- PROBLEM
Go through the data that follows and restate each line exactly as it reads.

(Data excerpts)
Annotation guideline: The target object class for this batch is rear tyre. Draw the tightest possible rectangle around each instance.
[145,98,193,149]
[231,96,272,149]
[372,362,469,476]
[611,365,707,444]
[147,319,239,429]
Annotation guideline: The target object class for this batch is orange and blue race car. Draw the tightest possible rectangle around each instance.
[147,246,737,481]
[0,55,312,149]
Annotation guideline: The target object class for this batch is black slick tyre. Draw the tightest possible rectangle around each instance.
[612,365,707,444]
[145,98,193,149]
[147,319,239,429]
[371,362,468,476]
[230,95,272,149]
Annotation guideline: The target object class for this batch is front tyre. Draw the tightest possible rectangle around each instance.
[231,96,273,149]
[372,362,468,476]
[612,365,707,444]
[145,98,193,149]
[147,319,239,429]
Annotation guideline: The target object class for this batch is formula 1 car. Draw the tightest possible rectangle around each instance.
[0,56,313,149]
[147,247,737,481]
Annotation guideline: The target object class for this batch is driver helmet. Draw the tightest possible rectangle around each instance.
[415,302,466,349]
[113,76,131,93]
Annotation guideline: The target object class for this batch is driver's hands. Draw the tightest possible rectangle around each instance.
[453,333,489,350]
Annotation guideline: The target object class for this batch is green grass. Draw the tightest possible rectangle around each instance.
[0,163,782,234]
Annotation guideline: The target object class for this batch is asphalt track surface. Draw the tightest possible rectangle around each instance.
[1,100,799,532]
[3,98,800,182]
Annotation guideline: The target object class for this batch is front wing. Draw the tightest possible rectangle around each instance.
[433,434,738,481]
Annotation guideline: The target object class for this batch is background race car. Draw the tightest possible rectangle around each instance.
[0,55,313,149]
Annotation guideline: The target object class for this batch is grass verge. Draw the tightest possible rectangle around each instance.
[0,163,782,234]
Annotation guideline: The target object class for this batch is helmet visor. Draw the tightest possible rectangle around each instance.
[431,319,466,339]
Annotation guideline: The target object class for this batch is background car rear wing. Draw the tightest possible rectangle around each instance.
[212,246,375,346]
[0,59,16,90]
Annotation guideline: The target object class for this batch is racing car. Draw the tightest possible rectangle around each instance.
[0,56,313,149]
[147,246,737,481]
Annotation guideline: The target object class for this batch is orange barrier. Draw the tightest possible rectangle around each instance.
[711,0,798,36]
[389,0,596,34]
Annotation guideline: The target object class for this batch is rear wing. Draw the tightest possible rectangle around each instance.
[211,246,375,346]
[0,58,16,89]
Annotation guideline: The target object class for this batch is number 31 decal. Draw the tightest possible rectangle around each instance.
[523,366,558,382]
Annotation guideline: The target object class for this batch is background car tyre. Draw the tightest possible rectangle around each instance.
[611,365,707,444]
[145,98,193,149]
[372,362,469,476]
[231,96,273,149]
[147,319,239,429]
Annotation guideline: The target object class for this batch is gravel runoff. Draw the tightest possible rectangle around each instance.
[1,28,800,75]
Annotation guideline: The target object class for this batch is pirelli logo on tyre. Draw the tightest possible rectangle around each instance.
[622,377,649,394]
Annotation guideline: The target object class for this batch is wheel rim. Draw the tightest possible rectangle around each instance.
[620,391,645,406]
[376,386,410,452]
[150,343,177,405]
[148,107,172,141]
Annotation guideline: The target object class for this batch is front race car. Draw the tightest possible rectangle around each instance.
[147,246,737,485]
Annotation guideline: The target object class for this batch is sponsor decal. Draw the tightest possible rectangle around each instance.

- RESULT FOR THIS EXERCISE
Annotation guideline: The target object class for this batch is rear tyre. Draw the tightest possible rectangle around each instance.
[145,98,193,149]
[231,96,272,149]
[372,362,469,476]
[611,365,707,444]
[147,319,239,429]
Annotation guideline: The target object class for this batch is orange and blue race car. Draw the tightest possible rectangle around each instance.
[147,246,737,481]
[0,55,312,149]
Annotation guideline: The target object class for this batch is black slick tyre. Draw the tightest possible rectangle around each instance.
[612,365,707,444]
[145,98,193,149]
[147,319,239,429]
[371,362,468,476]
[230,95,272,149]
Annotation guideline: The target object class for this batch is front tyre. Draw the tightest possible rectangle around each instance.
[231,96,273,149]
[372,362,468,476]
[612,365,707,444]
[145,98,193,149]
[147,319,239,429]
Annotation guideline: The target object class for this batch is formula 1 car. Draw the tightest possible rectangle around each instance.
[0,56,313,149]
[147,247,737,481]
Annotation guideline: The target object class for this batch is driver helmet. Draw the tightest possible rectangle around each instance.
[415,302,466,349]
[113,76,131,93]
Annotation guideline: The target object class for this batch is driver's hands. Draw the tightest possible rectangle around each instance.
[453,333,489,350]
Annotation guideline: The target object class for this batch is green grass. Draw the tightest possible rectangle around each instance.
[0,163,782,234]
Annotation guideline: The target object class for this batch is asphalt track surface. Draw the tightest possible rectangle around each instance.
[1,100,799,532]
[3,98,800,182]
Annotation guideline: The target object class for this batch is front wing. Draw the tightest possible rectangle around each instance.
[433,434,738,481]
Annotation guideline: The target object class for this batch is background race car. Draw the tightest possible rectangle around each instance.
[0,55,313,149]
Annotation guideline: The target object class for this batch is grass verge. Draw the tightest possible rectangle around each instance.
[0,163,782,234]
Annotation guideline: The target object class for this batch is helmet visor. Draw the tightest possible rectangle around each instance.
[431,319,466,339]
Annotation guideline: The target object class for this batch is background car rear wing. Draw the tightest possible rectangle around each instance.
[212,246,375,346]
[0,59,16,90]
Annotation guideline: The target object class for this batch is racing car. Draw the tightest possible rectangle around each instance.
[0,56,313,149]
[147,246,737,481]
Annotation guideline: The target object class for this batch is orange barrier. Draw the tightest possible rectangle around each instance.
[711,0,798,36]
[389,0,596,34]
Annotation guideline: The target object class for this batch is rear wing. Draw the tightest possible rectangle around each instance.
[211,246,375,346]
[0,58,16,89]
Annotation guideline: The target object class for this batch is number 31 decal. Draw the tightest possible rectangle around each instance.
[523,366,558,382]
Annotation guideline: The target object class for this batch is background car tyre. Draw the tightest possible rectangle around each instance.
[611,365,707,444]
[145,98,193,149]
[372,362,469,476]
[231,96,273,149]
[147,319,239,429]
Annotation guideline: The target object class for this batch is gravel runoff. Draw the tightest possible rectangle around each instance.
[1,28,800,75]
Annotation guideline: The target object class for this batch is pirelli logo on tyre. Draw the tightest possible rectangle around each instance.
[622,377,649,394]
Annotation guideline: The target object class for this batch is wheel rim. Draw the tightest possible rectangle around each instance.
[620,391,645,406]
[376,386,410,452]
[150,343,177,405]
[148,107,172,141]
Annotation guideline: The target object class for this batch is front race car. Draw the tightest possible rectangle around each instance.
[147,246,737,485]
Annotation guideline: The target object class for this batch is sponsor decal. Draw the tightest possible rectangle around each instance.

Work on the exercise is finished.